» **Reading text**

---------------

𝗞𝗥𝗖𝗮𝗽𝗩𝗟𝗠: 𝗕𝗲𝗮𝗺-𝗚𝘂𝗶𝗱𝗲𝗱 𝗞𝗻𝗼𝘄𝗹𝗲𝗱𝗴𝗲 𝗥𝗲𝗽𝗹𝗮𝘆 𝗳𝗼𝗿 𝗞𝗻𝗼𝘄𝗹𝗲𝗱𝗴𝗲-𝗥𝗶𝗰𝗵 𝗜𝗺𝗮𝗴𝗲 𝗖𝗮𝗽𝘁𝗶𝗼𝗻𝗶𝗻𝗴 𝘂𝘀𝗶𝗻𝗴 𝗩𝗶𝘀𝗶𝗼𝗻-𝗟𝗮𝗻𝗴𝘂𝗮𝗴𝗲 𝗠𝗼𝗱𝗲𝗹

Pattern Recognition 2026.

Introduction

Enhanced K-Replay is an advanced deep learning model that addresses the challenge of generating accurate and knowledge-rich image captions. It enhances the K-Replay framework by integrating:

Beam search decoding for generating diverse and accurate pseudo-captions,
Attention layers to better focus on relevant image regions,
Learning rate schedulers to stabilize training.

These modifications help the model retain and express real-world knowledge, achieving notable improvements in both caption quality and concept recognition accuracy.

Project Metadata

Author: Reem AlJunaid
Supervisor: Dr. Muzammil Behzad
Affiliations: KFUPM and IAU

Reference Paper

Cheng et al., “Beyond generic: Enhancing image captioning with real-world knowledge using vision-language pre-training model”, ACM MM 2023 KnowCap paper

Datasets Used

🖼️ MS-COCO

Description: A standard image captioning dataset.
Split (Karpathy):
- Train: 113,287 images
- Validation: 5,000 images
- Test: 5,000 images
Each image is paired with five human-written captions.

🧠 Replay CC12M Subset

Description: A curated subset of over 20,000 samples extracted from CC12M.
Filtering Criteria: Image-text pairs that mention any of 122 predefined keywords.
Use: These samples are employed as replay exemplars during training.

🔍 KnowCap Dataset

Description: Enhances captioning with real-world knowledge.
Total Pairs: 1,424 image-caption pairs across 240 knowledge categories.
Validation Set: 424 samples
Test Set: 1,000 samples
- Unseen Set: 520 samples with 120 categories not in the predefined keyword list
Use: Evaluates the model’s generalization to new, unseen knowledge concepts.

Terminologies

Image Captioning: The task of generating natural language descriptions for images.
Vision-Language Pretraining (VLP): Training models on large-scale image-text pairs to learn joint visual and textual representations.
Knowledge-rich Captions: Captions that include contextual, domain-specific, or named-entity knowledge beyond generic descriptions.

---------------

» **Supplied material**
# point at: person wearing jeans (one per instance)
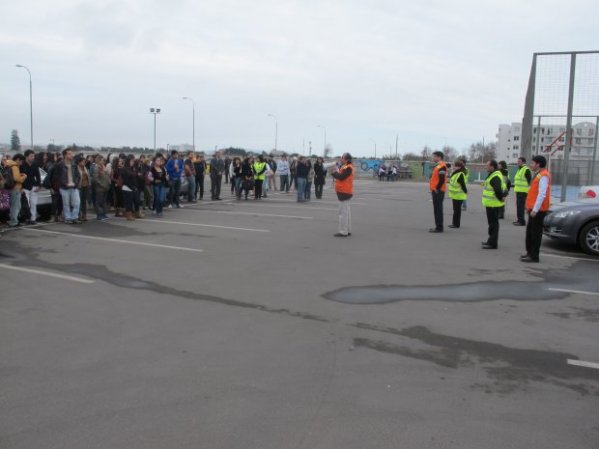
(301, 178)
(174, 168)
(15, 192)
(32, 184)
(158, 177)
(68, 175)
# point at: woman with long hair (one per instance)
(157, 176)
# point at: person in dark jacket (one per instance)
(66, 175)
(319, 177)
(301, 178)
(493, 199)
(32, 184)
(129, 178)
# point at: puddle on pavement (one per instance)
(576, 278)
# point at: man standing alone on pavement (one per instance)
(537, 205)
(217, 168)
(493, 200)
(438, 185)
(344, 187)
(521, 187)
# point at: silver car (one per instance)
(575, 223)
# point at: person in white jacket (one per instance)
(283, 172)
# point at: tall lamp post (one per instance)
(193, 120)
(324, 150)
(30, 102)
(276, 129)
(155, 112)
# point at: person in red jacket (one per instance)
(344, 187)
(437, 186)
(537, 204)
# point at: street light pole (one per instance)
(30, 102)
(193, 120)
(155, 111)
(276, 129)
(325, 138)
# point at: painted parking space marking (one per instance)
(585, 259)
(183, 223)
(47, 274)
(574, 292)
(583, 364)
(107, 239)
(260, 214)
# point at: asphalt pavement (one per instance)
(246, 324)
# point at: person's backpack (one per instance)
(9, 180)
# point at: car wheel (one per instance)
(589, 238)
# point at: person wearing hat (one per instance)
(344, 187)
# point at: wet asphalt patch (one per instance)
(580, 277)
(512, 368)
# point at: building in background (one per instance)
(546, 138)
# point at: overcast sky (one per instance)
(432, 72)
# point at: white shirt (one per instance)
(543, 186)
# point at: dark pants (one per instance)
(318, 190)
(83, 194)
(521, 206)
(215, 182)
(200, 185)
(100, 202)
(457, 213)
(258, 188)
(493, 220)
(534, 234)
(284, 183)
(438, 209)
(128, 200)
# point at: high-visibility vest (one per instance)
(520, 181)
(489, 197)
(345, 185)
(434, 182)
(533, 193)
(258, 167)
(455, 188)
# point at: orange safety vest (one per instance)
(531, 197)
(434, 182)
(346, 185)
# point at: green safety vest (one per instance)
(258, 167)
(489, 198)
(455, 189)
(520, 182)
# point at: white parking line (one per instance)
(47, 273)
(259, 214)
(290, 201)
(577, 292)
(569, 257)
(182, 223)
(106, 239)
(280, 206)
(583, 364)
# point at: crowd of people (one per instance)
(532, 185)
(128, 185)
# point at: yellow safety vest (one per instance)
(455, 188)
(520, 182)
(489, 198)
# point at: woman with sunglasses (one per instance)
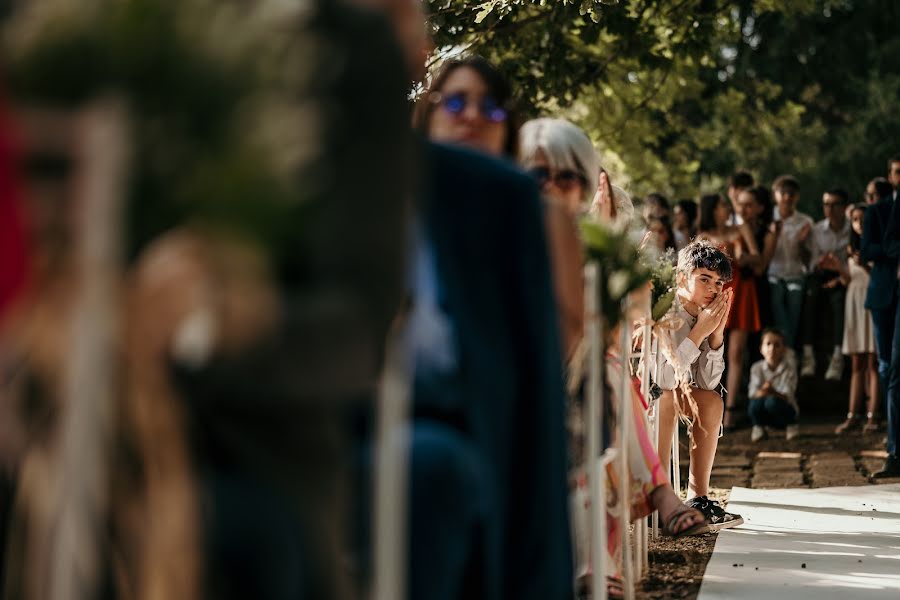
(469, 103)
(563, 160)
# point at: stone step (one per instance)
(780, 480)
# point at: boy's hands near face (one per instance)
(717, 338)
(712, 319)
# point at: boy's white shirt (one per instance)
(702, 365)
(786, 263)
(783, 378)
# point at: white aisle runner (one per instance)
(840, 542)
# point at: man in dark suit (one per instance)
(490, 412)
(881, 246)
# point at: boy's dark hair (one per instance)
(855, 238)
(772, 331)
(839, 193)
(740, 180)
(786, 183)
(883, 187)
(703, 254)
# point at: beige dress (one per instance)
(859, 336)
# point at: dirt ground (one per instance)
(676, 567)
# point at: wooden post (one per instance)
(391, 472)
(596, 476)
(625, 413)
(89, 389)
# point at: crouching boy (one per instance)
(691, 366)
(773, 385)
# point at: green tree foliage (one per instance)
(678, 93)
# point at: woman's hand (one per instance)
(717, 338)
(711, 318)
(604, 202)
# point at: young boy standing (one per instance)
(773, 385)
(690, 372)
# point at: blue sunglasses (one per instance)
(455, 105)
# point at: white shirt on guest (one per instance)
(786, 262)
(826, 240)
(783, 378)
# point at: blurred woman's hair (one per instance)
(564, 146)
(667, 227)
(763, 197)
(497, 86)
(708, 204)
(689, 208)
(883, 187)
(658, 200)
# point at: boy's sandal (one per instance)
(872, 423)
(678, 523)
(615, 587)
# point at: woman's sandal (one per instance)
(676, 524)
(853, 421)
(615, 587)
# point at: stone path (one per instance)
(817, 544)
(816, 459)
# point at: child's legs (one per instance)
(811, 303)
(705, 439)
(666, 429)
(778, 292)
(874, 388)
(779, 413)
(793, 298)
(857, 381)
(837, 299)
(883, 324)
(756, 409)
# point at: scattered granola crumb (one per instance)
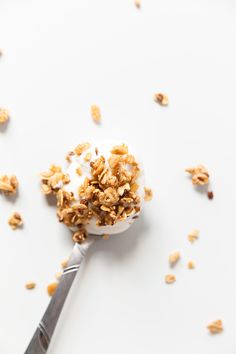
(191, 265)
(193, 235)
(216, 327)
(52, 288)
(210, 195)
(106, 237)
(200, 175)
(148, 194)
(96, 113)
(170, 278)
(174, 258)
(4, 115)
(64, 263)
(161, 99)
(8, 184)
(30, 285)
(15, 221)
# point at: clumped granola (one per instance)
(200, 175)
(96, 113)
(193, 235)
(8, 184)
(53, 180)
(170, 278)
(148, 194)
(174, 258)
(15, 221)
(161, 99)
(4, 115)
(109, 194)
(216, 327)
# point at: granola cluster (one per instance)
(53, 180)
(109, 194)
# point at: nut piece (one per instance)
(161, 99)
(170, 278)
(15, 221)
(95, 113)
(4, 115)
(30, 285)
(193, 235)
(8, 184)
(200, 175)
(52, 288)
(216, 327)
(148, 194)
(174, 258)
(191, 265)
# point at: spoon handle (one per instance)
(40, 341)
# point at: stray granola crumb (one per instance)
(4, 116)
(200, 175)
(193, 235)
(210, 195)
(191, 265)
(15, 221)
(174, 258)
(106, 237)
(52, 288)
(30, 285)
(161, 99)
(95, 113)
(216, 327)
(148, 194)
(64, 263)
(170, 278)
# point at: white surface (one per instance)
(59, 58)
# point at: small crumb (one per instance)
(15, 221)
(95, 113)
(216, 327)
(148, 194)
(210, 195)
(30, 285)
(161, 99)
(64, 263)
(191, 265)
(174, 258)
(106, 237)
(194, 235)
(52, 288)
(170, 278)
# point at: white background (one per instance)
(59, 58)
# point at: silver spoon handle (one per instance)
(43, 334)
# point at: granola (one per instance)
(15, 221)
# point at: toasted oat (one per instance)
(216, 327)
(4, 115)
(15, 221)
(8, 184)
(170, 278)
(95, 113)
(64, 263)
(148, 194)
(52, 288)
(200, 175)
(193, 235)
(191, 265)
(174, 258)
(161, 99)
(30, 285)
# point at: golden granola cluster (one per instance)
(109, 194)
(53, 180)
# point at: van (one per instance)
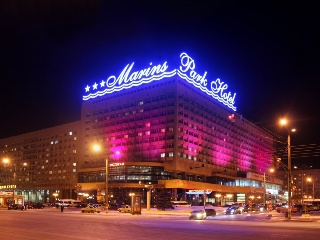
(180, 204)
(68, 203)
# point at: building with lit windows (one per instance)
(172, 129)
(163, 126)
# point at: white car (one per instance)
(90, 209)
(125, 208)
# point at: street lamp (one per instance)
(284, 122)
(309, 179)
(7, 161)
(97, 148)
(55, 196)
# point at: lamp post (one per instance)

---------------

» **Set task A**
In the KRCapVLM project description, copy out word for word everything from "Beam search decoding" down to "to stabilize training.".
» **Set task B**
Using the KRCapVLM project description, decide whether each statement agrees with it. Answer yes or no, and quote the words that decide it.
(i) The MS-COCO test split contains 5,000 images.
(ii) The Replay CC12M subset keeps image-text pairs that mention any of 240 predefined keywords.
(iii) The KnowCap validation set has 424 samples.
» **Set task C**
According to the KRCapVLM project description, how many human-written captions accompany each MS-COCO image?

» **Reply A**
Beam search decoding for generating diverse and accurate pseudo-captions,
Attention layers to better focus on relevant image regions,
Learning rate schedulers to stabilize training.

» **Reply B**
(i) Yes: "Test: 5,000 images"
(ii) No: "Image-text pairs that mention any of 122 predefined keywords."
(iii) Yes: "Validation Set: 424 samples"

» **Reply C**
Each MS-COCO image is paired with five human-written captions.